◆ Set exercise
Please reproduce all of the entries below word for word, leaving out the pictures.

◆ Available records
— start —

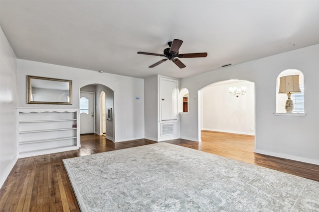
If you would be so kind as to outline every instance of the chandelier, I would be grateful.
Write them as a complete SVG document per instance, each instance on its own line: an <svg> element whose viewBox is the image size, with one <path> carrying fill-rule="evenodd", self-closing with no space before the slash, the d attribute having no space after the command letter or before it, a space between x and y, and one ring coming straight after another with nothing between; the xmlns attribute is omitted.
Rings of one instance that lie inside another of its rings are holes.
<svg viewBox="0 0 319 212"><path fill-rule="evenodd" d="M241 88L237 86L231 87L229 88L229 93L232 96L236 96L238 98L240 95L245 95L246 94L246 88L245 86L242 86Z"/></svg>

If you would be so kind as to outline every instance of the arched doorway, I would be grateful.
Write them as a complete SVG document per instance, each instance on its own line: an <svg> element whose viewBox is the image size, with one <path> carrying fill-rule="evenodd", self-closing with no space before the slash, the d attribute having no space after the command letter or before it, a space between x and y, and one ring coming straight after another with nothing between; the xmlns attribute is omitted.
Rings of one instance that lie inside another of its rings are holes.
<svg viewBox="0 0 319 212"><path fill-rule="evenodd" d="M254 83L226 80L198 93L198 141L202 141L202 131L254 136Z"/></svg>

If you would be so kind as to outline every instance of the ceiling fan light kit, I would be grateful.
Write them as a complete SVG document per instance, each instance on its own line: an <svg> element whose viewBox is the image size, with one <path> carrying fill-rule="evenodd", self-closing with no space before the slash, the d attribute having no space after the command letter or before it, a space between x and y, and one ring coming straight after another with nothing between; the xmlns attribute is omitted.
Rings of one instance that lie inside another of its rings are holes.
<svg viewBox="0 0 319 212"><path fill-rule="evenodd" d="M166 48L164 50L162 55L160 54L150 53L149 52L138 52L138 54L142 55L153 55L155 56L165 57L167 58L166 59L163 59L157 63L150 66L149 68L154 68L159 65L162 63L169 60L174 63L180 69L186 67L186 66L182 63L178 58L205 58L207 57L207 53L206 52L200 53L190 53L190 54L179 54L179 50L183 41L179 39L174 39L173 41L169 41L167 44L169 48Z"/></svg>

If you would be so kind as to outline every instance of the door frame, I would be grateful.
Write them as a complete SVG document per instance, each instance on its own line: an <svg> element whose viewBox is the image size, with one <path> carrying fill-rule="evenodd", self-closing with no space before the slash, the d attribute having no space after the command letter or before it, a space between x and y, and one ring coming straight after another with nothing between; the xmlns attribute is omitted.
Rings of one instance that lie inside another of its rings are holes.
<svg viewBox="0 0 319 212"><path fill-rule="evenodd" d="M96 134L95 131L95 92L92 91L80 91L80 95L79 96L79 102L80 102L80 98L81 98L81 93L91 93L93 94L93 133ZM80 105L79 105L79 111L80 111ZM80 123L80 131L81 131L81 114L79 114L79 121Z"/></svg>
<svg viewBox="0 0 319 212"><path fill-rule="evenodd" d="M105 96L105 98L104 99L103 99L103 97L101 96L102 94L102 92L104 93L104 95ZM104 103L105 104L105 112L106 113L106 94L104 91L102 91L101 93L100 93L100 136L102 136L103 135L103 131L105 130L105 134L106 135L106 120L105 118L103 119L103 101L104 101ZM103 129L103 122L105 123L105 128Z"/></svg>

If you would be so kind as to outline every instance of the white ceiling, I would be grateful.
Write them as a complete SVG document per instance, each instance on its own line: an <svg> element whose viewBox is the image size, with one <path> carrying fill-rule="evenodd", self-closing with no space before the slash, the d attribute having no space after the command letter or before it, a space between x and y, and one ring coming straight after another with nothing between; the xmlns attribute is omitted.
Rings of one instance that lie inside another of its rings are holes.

— end —

◆ Correct output
If you would be so kind as to outline every instance of the chandelier, I would be grateful.
Write them as a complete SVG document per instance, each instance on its own line: an <svg> element whose viewBox is the image size, with one <path> carrying fill-rule="evenodd", self-closing with no space before the slash, the d attribute having no space after the command letter or before it, a space between x and y, and one ring coming straight after another with nothing between; the xmlns attribute is omitted.
Rings of one instance that lie inside another of its rings are holes.
<svg viewBox="0 0 319 212"><path fill-rule="evenodd" d="M241 88L237 86L231 87L229 88L229 93L232 96L236 96L238 98L240 95L245 95L246 94L246 88L245 86L242 86Z"/></svg>

If you would be so kind as to outline every instance of the arched doorway, I would be grateful.
Write them as a complete SVG document per instance, each instance on its own line: an <svg> element whose viewBox is the image size, with one <path> carrying fill-rule="evenodd", self-closing with no space before the slash, the d attribute having no space after the command letter or before it, a space between x and y, and one ring coming straight after another with nothing between; the xmlns attribute is omitted.
Rings of one instance that lie inside another of its rings are holes.
<svg viewBox="0 0 319 212"><path fill-rule="evenodd" d="M254 83L226 80L198 93L198 141L202 141L202 131L254 136Z"/></svg>

If you would be so kind as to outline every instance of the ceiling fan light kit, I would be grateful.
Write them as a complete SVG document per instance, each instance on its own line: an <svg> element whose viewBox is the image size, with one <path> carrying fill-rule="evenodd", self-closing with no space before the slash, the d attribute having no space after the command letter or before it, a space between x and y, and one ring coming straight after another with nothing between; the xmlns attribute is omitted.
Rings of one instance that lie inside another of its rings are holes.
<svg viewBox="0 0 319 212"><path fill-rule="evenodd" d="M166 48L164 50L162 55L160 54L150 53L149 52L138 52L138 54L142 55L153 55L155 56L165 57L167 58L166 59L163 59L157 63L150 66L149 68L154 68L159 65L162 63L169 60L174 63L180 69L186 67L186 66L182 63L178 58L205 58L207 57L207 53L206 52L200 53L190 53L190 54L179 54L179 50L183 41L179 39L174 39L173 41L169 41L167 44L169 48Z"/></svg>

If you would be so kind as to outline every instance of the door frame, I would be grateful.
Write them as a complete SVG document per instance, each instance on its own line: an <svg> element whose viewBox is the image size, with one <path> carrying fill-rule="evenodd", self-closing with no space before the slash, the d attribute having no space after the command letter or before it, a space between x and y, and one ring coming straight after another with nothing between; the xmlns attribute is omitted.
Rings of one instance that lie inside another of its rings are holes.
<svg viewBox="0 0 319 212"><path fill-rule="evenodd" d="M96 134L95 131L95 92L92 91L80 91L80 95L79 96L79 102L80 102L80 98L81 98L81 93L91 93L93 94L93 133ZM80 105L79 105L79 111L80 111ZM80 123L80 131L81 131L81 114L79 114L79 121Z"/></svg>
<svg viewBox="0 0 319 212"><path fill-rule="evenodd" d="M105 96L105 98L104 99L103 99L103 97L101 96L102 94L102 92L104 93L104 95ZM104 103L105 104L105 112L106 113L106 94L104 91L102 91L101 93L100 93L100 136L102 136L103 135L103 131L105 130L105 134L106 135L106 120L105 118L103 119L103 101L104 101ZM103 129L103 122L105 123L105 128Z"/></svg>

If you would be so kind as to outline every instance of the white ceiling, I would be grateful.
Write them as a complete SVG document per instance, each instance on its own line: an <svg> element whose viewBox is the image size, with one <path> carrying fill-rule="evenodd", self-closing with no space before the slash, the d attribute having no space after the command letter or before it, a space between x and y, and one ring coming straight after another with nothing between; the xmlns attribute is omitted.
Rings of one instance that lie inside another of its rings are holes.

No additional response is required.